Work required: Please report every line in the records below that contains the word "shirt", copying each such line in full.

Exercise materials:
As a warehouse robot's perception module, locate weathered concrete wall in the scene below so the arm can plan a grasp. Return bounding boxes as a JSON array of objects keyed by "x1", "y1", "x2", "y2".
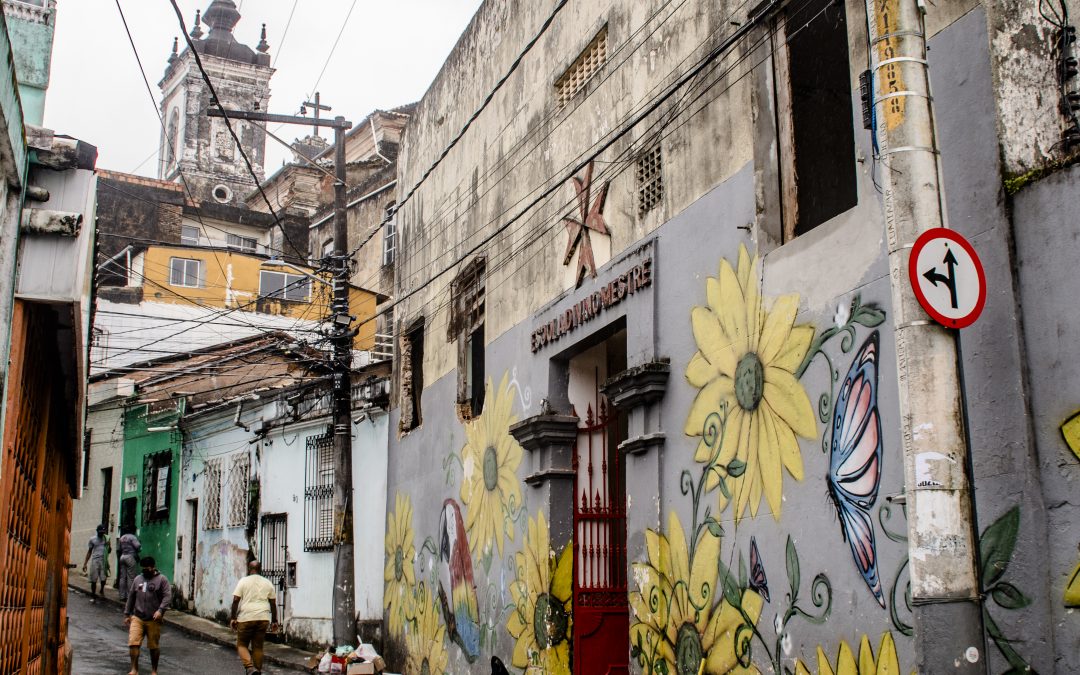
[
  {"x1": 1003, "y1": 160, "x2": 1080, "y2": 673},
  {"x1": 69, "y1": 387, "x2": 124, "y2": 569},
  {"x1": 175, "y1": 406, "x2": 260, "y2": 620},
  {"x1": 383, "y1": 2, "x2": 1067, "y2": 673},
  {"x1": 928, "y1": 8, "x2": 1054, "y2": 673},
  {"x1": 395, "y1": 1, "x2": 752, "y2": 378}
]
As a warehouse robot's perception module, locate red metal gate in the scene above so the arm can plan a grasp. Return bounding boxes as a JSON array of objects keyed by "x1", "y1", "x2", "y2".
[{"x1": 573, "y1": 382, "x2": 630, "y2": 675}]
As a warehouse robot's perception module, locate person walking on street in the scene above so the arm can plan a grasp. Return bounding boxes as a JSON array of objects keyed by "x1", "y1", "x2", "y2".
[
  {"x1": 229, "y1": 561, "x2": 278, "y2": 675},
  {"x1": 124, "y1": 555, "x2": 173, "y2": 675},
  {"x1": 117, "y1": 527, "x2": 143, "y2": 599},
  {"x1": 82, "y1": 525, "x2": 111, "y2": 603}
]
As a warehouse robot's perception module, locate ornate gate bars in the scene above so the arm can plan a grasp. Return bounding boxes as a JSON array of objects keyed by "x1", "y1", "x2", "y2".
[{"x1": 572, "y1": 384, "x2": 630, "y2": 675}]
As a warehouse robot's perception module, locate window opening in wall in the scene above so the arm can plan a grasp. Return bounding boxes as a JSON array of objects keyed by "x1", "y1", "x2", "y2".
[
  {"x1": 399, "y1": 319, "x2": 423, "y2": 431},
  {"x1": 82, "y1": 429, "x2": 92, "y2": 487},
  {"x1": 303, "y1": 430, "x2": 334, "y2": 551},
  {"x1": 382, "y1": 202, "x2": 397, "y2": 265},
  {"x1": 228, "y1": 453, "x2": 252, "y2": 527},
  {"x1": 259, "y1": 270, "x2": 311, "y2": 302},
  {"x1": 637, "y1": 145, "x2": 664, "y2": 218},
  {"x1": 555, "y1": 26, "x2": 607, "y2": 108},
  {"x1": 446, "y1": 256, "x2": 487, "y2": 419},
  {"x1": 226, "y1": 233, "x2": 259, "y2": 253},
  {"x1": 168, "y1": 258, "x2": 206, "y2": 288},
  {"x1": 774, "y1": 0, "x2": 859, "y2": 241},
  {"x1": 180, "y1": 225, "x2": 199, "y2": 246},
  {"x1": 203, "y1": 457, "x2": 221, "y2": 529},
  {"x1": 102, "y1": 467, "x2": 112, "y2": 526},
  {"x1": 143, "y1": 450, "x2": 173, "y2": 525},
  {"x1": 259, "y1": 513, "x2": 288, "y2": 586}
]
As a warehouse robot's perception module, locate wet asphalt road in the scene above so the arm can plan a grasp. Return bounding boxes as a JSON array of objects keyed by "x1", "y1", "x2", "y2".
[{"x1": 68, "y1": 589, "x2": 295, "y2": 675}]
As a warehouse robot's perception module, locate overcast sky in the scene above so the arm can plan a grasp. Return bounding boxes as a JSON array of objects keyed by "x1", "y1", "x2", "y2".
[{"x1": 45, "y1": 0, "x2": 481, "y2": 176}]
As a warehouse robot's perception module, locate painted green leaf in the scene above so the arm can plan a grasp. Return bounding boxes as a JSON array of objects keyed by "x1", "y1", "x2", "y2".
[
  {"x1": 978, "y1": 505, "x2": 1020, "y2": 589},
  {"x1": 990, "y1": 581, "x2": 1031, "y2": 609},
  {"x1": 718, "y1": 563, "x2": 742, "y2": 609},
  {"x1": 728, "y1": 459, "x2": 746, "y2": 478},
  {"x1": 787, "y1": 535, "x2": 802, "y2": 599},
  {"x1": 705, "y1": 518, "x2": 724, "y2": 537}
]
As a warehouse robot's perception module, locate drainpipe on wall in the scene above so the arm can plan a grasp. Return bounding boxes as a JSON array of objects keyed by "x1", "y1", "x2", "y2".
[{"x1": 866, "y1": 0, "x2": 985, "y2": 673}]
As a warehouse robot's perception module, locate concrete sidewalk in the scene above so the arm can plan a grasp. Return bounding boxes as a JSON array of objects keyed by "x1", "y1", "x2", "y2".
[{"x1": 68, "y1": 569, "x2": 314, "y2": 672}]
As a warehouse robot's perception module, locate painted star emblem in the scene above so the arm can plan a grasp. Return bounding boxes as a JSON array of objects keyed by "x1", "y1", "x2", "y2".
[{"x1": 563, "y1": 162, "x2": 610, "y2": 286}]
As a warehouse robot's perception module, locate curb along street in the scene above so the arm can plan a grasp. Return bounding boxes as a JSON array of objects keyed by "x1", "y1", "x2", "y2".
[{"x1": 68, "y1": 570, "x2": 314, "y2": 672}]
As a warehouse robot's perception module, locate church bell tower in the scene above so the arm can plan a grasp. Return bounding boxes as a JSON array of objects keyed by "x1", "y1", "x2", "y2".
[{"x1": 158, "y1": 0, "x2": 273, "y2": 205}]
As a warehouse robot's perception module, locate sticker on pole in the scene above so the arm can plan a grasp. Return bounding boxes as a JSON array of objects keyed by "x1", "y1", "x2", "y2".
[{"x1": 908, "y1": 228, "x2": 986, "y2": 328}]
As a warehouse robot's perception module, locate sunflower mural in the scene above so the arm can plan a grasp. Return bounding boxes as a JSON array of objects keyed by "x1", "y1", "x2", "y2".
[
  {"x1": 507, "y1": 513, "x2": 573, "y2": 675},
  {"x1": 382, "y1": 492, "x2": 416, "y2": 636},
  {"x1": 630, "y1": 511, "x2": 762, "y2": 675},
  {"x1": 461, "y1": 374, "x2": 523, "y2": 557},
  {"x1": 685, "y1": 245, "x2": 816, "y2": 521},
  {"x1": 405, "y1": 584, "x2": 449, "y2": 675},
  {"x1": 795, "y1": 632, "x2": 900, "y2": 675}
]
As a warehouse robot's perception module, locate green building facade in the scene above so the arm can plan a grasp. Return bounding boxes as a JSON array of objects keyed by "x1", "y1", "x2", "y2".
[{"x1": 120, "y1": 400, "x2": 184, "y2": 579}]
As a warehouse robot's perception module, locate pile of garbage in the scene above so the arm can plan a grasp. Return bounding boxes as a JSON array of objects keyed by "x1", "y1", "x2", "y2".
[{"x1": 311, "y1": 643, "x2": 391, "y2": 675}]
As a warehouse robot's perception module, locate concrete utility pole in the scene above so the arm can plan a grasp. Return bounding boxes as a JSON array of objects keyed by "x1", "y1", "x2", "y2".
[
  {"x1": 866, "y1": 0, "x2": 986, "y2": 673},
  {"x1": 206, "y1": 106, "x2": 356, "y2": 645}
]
---
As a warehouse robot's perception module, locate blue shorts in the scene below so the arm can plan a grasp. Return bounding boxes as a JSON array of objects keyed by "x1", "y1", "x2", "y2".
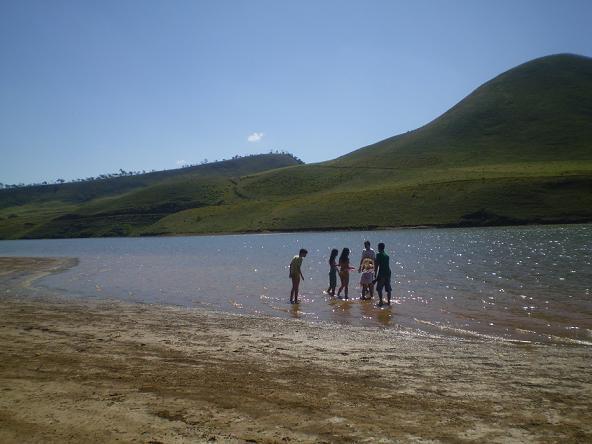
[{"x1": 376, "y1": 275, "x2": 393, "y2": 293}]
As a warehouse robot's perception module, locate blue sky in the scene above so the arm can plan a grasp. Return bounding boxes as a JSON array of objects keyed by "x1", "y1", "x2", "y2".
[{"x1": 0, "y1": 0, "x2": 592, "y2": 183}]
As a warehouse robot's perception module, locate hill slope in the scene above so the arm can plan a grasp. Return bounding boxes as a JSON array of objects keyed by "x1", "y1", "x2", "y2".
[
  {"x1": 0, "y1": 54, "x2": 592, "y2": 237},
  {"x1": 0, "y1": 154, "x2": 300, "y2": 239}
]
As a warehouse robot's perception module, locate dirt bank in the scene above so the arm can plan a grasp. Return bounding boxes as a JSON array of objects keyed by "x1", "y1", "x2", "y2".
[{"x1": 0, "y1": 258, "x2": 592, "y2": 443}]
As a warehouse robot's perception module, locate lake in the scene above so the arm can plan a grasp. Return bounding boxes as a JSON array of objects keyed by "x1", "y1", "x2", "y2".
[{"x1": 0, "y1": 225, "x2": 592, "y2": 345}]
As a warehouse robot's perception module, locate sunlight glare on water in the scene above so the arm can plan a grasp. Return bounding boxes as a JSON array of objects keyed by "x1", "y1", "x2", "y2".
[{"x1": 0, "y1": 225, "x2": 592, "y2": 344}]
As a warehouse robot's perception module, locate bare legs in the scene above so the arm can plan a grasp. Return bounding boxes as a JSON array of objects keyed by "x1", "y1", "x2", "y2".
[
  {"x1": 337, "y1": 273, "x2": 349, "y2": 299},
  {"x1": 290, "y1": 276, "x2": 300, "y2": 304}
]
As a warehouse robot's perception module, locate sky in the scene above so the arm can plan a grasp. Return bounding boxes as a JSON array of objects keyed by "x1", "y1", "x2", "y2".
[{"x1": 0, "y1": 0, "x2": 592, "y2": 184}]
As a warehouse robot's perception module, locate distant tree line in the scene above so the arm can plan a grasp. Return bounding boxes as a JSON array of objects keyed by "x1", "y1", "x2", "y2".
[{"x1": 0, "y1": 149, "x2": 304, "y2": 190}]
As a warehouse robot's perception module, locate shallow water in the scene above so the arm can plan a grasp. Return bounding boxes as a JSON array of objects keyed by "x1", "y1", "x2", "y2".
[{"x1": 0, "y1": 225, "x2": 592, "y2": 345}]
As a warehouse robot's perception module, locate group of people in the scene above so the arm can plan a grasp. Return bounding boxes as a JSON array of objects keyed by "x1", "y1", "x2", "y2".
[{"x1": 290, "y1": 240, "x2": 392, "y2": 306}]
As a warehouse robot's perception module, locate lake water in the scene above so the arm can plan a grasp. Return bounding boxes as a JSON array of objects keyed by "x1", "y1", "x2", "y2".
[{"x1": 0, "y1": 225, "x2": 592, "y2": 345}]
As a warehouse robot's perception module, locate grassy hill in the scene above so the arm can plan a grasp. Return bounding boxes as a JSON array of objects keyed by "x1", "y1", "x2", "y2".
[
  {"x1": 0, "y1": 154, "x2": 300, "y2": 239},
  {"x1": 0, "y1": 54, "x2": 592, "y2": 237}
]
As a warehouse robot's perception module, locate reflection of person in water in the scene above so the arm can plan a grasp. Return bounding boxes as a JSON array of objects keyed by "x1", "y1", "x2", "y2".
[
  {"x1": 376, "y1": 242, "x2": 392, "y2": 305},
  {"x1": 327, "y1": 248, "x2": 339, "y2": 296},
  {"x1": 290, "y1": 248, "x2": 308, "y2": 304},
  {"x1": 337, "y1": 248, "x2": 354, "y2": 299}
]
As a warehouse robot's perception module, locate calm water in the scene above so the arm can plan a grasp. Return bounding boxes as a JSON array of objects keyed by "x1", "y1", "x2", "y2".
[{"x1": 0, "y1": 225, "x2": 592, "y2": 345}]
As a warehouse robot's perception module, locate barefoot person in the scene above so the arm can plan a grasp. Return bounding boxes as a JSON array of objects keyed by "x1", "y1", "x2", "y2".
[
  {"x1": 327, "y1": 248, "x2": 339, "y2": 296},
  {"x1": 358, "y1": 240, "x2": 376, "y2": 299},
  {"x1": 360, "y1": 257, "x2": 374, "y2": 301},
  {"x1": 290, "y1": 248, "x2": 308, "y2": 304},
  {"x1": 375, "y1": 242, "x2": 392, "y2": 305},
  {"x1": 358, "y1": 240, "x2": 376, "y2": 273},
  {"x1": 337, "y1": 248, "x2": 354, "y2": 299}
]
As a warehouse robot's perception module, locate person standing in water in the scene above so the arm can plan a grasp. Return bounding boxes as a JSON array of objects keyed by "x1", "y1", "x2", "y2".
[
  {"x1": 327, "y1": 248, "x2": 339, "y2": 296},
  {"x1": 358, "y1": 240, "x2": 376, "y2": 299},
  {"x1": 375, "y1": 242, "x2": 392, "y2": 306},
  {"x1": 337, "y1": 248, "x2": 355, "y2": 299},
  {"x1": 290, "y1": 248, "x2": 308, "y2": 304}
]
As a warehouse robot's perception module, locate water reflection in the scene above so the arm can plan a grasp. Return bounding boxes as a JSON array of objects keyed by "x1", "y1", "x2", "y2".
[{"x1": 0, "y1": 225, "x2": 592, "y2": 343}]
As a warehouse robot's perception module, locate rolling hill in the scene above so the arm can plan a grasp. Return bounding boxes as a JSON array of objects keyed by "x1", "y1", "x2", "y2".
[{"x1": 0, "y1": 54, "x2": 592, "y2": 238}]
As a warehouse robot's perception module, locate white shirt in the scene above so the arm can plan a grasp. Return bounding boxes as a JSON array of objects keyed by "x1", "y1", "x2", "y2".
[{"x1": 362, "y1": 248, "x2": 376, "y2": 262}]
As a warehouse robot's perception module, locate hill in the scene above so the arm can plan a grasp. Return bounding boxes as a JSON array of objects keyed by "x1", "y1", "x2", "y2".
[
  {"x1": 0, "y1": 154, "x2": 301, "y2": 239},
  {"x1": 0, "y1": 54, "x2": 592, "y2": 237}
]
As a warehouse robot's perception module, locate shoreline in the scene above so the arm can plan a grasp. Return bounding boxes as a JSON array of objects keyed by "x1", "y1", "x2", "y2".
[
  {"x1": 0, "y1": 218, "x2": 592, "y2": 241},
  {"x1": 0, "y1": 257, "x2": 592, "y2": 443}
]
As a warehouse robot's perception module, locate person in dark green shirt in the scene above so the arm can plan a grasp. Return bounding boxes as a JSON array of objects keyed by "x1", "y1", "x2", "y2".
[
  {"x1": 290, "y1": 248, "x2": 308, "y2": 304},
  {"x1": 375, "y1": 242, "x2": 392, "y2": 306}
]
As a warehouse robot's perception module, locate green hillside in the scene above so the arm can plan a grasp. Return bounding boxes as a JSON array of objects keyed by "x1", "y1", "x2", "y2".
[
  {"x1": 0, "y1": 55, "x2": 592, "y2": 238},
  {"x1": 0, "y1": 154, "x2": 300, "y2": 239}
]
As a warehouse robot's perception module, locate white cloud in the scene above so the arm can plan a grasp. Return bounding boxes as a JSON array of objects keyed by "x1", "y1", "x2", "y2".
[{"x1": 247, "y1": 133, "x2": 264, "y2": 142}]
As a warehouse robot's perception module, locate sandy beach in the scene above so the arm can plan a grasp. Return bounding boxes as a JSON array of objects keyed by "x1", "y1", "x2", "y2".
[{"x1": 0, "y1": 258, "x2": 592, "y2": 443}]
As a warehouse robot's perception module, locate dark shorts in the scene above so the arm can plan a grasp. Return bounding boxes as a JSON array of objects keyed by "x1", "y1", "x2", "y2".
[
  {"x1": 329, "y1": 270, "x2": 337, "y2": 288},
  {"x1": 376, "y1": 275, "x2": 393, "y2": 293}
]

Result of this task:
As a warehouse robot's perception module, locate white shirt in the scene above so the arm can plan a grasp. Return bounding boxes as a JSON array of objects keyed by "x1", "y1", "x2", "y2".
As a warehouse robot's perception module, locate person in dark green shirt in the scene above so the arm can plan a grasp. Return bounding boxes as a JSON array of objects keyed by "x1", "y1", "x2", "y2".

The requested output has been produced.